**Given problem**.
Print the line that contains "Can you see the wooden plank?" and every line after it through the last line of the records below, exactly as written and nothing else.
[Source data start]
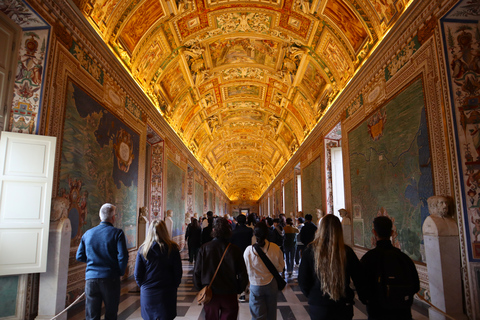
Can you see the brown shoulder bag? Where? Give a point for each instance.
(205, 295)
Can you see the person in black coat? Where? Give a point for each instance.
(242, 235)
(193, 236)
(307, 234)
(376, 262)
(231, 279)
(158, 273)
(207, 231)
(325, 272)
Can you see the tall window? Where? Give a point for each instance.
(299, 192)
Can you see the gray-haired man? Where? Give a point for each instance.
(104, 249)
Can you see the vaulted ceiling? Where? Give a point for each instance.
(242, 82)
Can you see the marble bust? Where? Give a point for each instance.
(346, 221)
(320, 215)
(169, 223)
(60, 207)
(440, 221)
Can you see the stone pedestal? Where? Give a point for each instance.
(444, 275)
(53, 283)
(347, 234)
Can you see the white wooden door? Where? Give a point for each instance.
(26, 176)
(337, 181)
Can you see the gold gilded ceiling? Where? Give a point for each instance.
(242, 82)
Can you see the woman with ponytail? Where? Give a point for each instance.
(158, 273)
(263, 286)
(325, 272)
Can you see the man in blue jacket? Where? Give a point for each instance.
(104, 249)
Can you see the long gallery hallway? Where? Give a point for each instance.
(292, 304)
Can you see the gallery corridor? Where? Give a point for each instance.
(292, 304)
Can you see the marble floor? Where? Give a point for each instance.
(292, 304)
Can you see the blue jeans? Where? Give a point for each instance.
(333, 312)
(289, 257)
(263, 301)
(98, 290)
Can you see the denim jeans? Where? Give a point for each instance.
(289, 257)
(333, 312)
(263, 301)
(222, 307)
(98, 290)
(298, 253)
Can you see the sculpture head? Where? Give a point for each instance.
(438, 206)
(60, 207)
(343, 213)
(320, 213)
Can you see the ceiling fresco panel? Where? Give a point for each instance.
(244, 50)
(242, 82)
(351, 26)
(137, 25)
(102, 11)
(173, 82)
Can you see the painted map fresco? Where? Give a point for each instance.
(390, 170)
(278, 202)
(198, 199)
(99, 164)
(176, 196)
(244, 50)
(210, 201)
(312, 188)
(462, 43)
(289, 198)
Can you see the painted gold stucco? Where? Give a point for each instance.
(242, 82)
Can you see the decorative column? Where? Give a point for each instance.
(347, 226)
(442, 250)
(53, 283)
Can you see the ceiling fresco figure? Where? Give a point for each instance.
(235, 75)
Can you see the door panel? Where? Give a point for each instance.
(26, 177)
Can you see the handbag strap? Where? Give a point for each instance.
(266, 260)
(218, 267)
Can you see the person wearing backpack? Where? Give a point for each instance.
(391, 276)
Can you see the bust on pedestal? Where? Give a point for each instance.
(442, 250)
(53, 282)
(347, 226)
(169, 223)
(320, 215)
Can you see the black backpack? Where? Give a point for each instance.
(394, 287)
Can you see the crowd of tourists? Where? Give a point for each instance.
(244, 256)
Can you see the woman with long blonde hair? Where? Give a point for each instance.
(158, 273)
(325, 272)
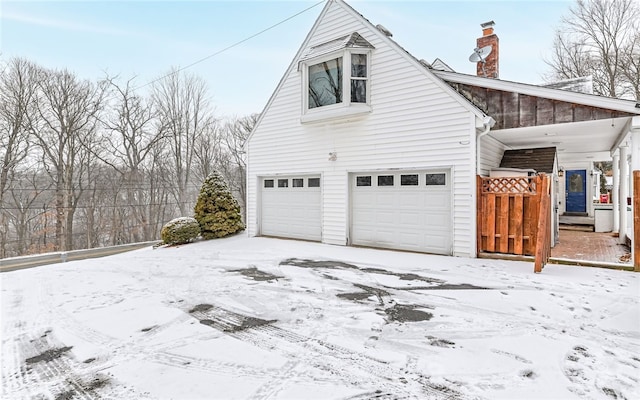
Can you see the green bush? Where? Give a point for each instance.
(180, 230)
(217, 212)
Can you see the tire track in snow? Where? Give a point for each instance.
(350, 367)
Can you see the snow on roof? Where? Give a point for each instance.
(583, 84)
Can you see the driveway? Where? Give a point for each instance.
(261, 318)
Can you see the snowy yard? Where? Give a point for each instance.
(261, 318)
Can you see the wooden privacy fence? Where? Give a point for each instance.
(514, 216)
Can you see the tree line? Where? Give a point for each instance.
(88, 164)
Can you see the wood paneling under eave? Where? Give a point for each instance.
(515, 110)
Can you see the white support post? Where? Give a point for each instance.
(615, 192)
(635, 166)
(624, 192)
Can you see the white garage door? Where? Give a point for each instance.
(407, 210)
(291, 207)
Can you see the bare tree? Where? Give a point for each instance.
(183, 109)
(66, 117)
(599, 38)
(131, 135)
(233, 162)
(17, 91)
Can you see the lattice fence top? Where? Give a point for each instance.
(520, 184)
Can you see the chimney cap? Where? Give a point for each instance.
(489, 24)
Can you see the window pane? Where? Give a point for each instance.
(359, 65)
(385, 180)
(325, 83)
(358, 91)
(436, 179)
(575, 183)
(409, 180)
(363, 181)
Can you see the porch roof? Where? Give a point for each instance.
(581, 126)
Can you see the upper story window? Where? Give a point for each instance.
(325, 83)
(336, 79)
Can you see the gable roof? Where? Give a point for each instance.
(540, 159)
(351, 41)
(421, 65)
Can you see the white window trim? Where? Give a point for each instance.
(345, 109)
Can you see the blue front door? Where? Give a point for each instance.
(576, 190)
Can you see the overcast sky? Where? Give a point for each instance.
(146, 38)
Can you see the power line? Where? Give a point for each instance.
(231, 46)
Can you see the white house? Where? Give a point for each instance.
(363, 144)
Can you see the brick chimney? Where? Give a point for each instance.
(491, 67)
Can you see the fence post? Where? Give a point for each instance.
(636, 221)
(479, 216)
(542, 236)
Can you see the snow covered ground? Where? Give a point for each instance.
(260, 318)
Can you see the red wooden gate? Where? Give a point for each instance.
(514, 216)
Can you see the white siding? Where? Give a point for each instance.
(414, 123)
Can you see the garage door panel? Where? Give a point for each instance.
(408, 217)
(291, 212)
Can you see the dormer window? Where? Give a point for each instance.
(336, 79)
(325, 83)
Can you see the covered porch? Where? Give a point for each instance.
(584, 129)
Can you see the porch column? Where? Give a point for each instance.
(635, 168)
(615, 192)
(624, 192)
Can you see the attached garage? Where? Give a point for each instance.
(291, 207)
(408, 210)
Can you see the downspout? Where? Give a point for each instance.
(487, 124)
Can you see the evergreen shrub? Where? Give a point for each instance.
(216, 210)
(180, 230)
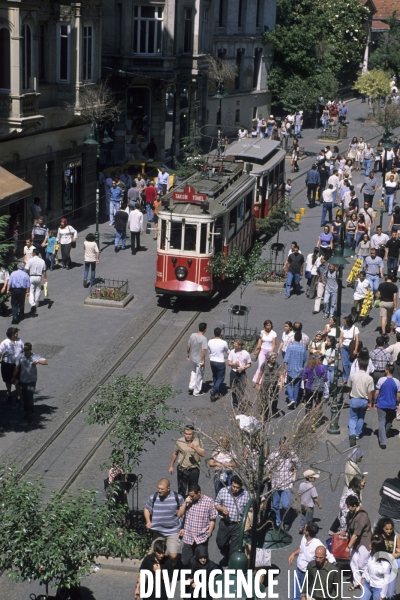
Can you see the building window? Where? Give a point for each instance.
(204, 31)
(26, 57)
(87, 53)
(42, 52)
(5, 72)
(222, 13)
(256, 68)
(258, 14)
(188, 31)
(63, 58)
(147, 33)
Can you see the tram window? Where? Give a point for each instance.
(175, 240)
(163, 234)
(190, 238)
(203, 238)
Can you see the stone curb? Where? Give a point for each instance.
(108, 303)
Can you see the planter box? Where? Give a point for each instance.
(108, 303)
(275, 285)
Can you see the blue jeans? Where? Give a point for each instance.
(346, 364)
(280, 498)
(367, 166)
(293, 388)
(369, 592)
(297, 584)
(374, 279)
(358, 407)
(92, 266)
(326, 208)
(218, 371)
(392, 264)
(389, 199)
(149, 212)
(350, 240)
(330, 298)
(114, 206)
(290, 277)
(120, 235)
(50, 258)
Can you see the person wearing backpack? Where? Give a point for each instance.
(163, 515)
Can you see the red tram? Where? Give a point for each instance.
(214, 211)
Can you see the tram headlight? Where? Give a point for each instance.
(181, 273)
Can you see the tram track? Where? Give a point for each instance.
(109, 429)
(56, 434)
(60, 460)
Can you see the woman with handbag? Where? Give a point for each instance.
(385, 530)
(348, 343)
(266, 344)
(66, 237)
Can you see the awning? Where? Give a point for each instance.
(12, 188)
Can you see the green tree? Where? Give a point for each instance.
(375, 84)
(387, 53)
(240, 268)
(280, 217)
(58, 542)
(312, 37)
(139, 412)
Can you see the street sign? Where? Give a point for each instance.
(189, 195)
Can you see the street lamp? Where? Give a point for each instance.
(339, 261)
(387, 144)
(219, 95)
(91, 141)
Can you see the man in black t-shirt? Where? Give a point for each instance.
(387, 294)
(120, 221)
(294, 270)
(392, 253)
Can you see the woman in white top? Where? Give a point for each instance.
(10, 349)
(66, 237)
(266, 343)
(376, 573)
(287, 337)
(91, 259)
(348, 333)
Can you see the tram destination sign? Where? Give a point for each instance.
(189, 195)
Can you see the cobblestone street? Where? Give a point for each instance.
(84, 346)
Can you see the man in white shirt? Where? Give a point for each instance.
(378, 241)
(217, 349)
(35, 267)
(135, 221)
(305, 554)
(240, 361)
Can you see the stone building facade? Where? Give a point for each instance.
(48, 51)
(154, 53)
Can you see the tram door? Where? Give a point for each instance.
(72, 188)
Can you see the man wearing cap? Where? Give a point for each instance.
(189, 451)
(305, 554)
(308, 498)
(19, 284)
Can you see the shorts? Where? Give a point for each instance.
(174, 542)
(386, 308)
(7, 371)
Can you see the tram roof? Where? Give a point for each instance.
(221, 203)
(257, 149)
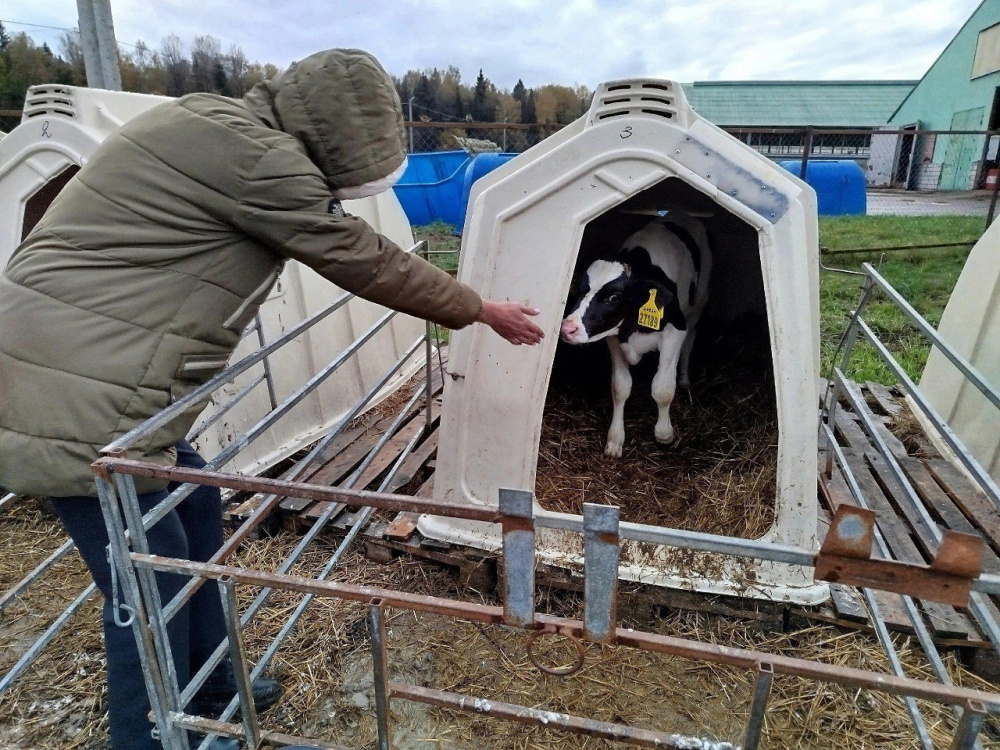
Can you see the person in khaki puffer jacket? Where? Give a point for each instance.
(141, 277)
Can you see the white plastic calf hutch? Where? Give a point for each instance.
(63, 125)
(639, 153)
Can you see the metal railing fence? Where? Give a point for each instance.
(602, 533)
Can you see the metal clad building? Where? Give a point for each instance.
(837, 104)
(958, 92)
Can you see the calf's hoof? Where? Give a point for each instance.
(665, 437)
(613, 448)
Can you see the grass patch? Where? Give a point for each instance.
(924, 277)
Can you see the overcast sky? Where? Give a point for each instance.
(556, 41)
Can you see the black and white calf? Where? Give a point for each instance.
(646, 297)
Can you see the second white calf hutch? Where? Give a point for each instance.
(537, 221)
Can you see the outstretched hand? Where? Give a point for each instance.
(510, 320)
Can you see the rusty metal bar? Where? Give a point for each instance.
(976, 603)
(118, 558)
(359, 523)
(665, 644)
(516, 508)
(272, 500)
(807, 137)
(237, 651)
(198, 431)
(21, 586)
(197, 395)
(600, 567)
(986, 583)
(755, 721)
(969, 727)
(45, 639)
(380, 673)
(267, 363)
(225, 729)
(553, 720)
(7, 499)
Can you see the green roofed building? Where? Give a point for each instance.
(960, 91)
(823, 104)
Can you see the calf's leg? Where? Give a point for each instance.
(621, 389)
(683, 377)
(665, 381)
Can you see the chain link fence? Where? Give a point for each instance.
(450, 136)
(907, 172)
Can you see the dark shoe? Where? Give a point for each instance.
(220, 688)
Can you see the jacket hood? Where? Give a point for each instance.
(344, 108)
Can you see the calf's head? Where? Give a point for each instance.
(609, 303)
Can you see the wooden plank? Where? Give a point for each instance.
(402, 526)
(836, 492)
(414, 462)
(902, 504)
(848, 429)
(848, 603)
(945, 621)
(976, 506)
(884, 398)
(935, 497)
(426, 489)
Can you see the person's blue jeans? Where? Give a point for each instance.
(192, 531)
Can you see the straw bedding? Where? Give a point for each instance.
(719, 477)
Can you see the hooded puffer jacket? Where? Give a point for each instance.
(135, 286)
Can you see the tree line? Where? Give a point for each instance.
(176, 68)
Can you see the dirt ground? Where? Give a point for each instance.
(325, 667)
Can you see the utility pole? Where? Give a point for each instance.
(411, 124)
(100, 50)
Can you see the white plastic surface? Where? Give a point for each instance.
(971, 325)
(522, 236)
(63, 125)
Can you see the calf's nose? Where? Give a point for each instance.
(569, 329)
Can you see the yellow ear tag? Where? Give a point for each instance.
(649, 314)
[Source data end]
**The solution**.
Can you see the wooden plank? Where? Give a point for each instance.
(402, 526)
(836, 492)
(414, 462)
(902, 504)
(848, 429)
(848, 603)
(945, 621)
(976, 506)
(884, 398)
(935, 497)
(426, 489)
Can you see the person's blue jeans? Where? Give a point for each instance.
(192, 531)
Can you see the straw bedding? Where? Give a point for each instance.
(719, 477)
Can you see the hooded puffer jacket? Where? Give a point for each instance.
(135, 286)
Can you see the tree line? Where? Give a point for each instance.
(176, 68)
Can you see the dirt ground? Where? Give a point for each instance.
(325, 667)
Can you see the utility pole? Where? Give a point for each instance.
(411, 124)
(100, 50)
Can you see the white plastic surface? Where? Give a point for each instance.
(971, 325)
(522, 236)
(63, 125)
Can you see the calf's nose? Where? Give a point for each instance.
(569, 329)
Can you see the yellow ear tag? Where? Give a point for each instance.
(649, 314)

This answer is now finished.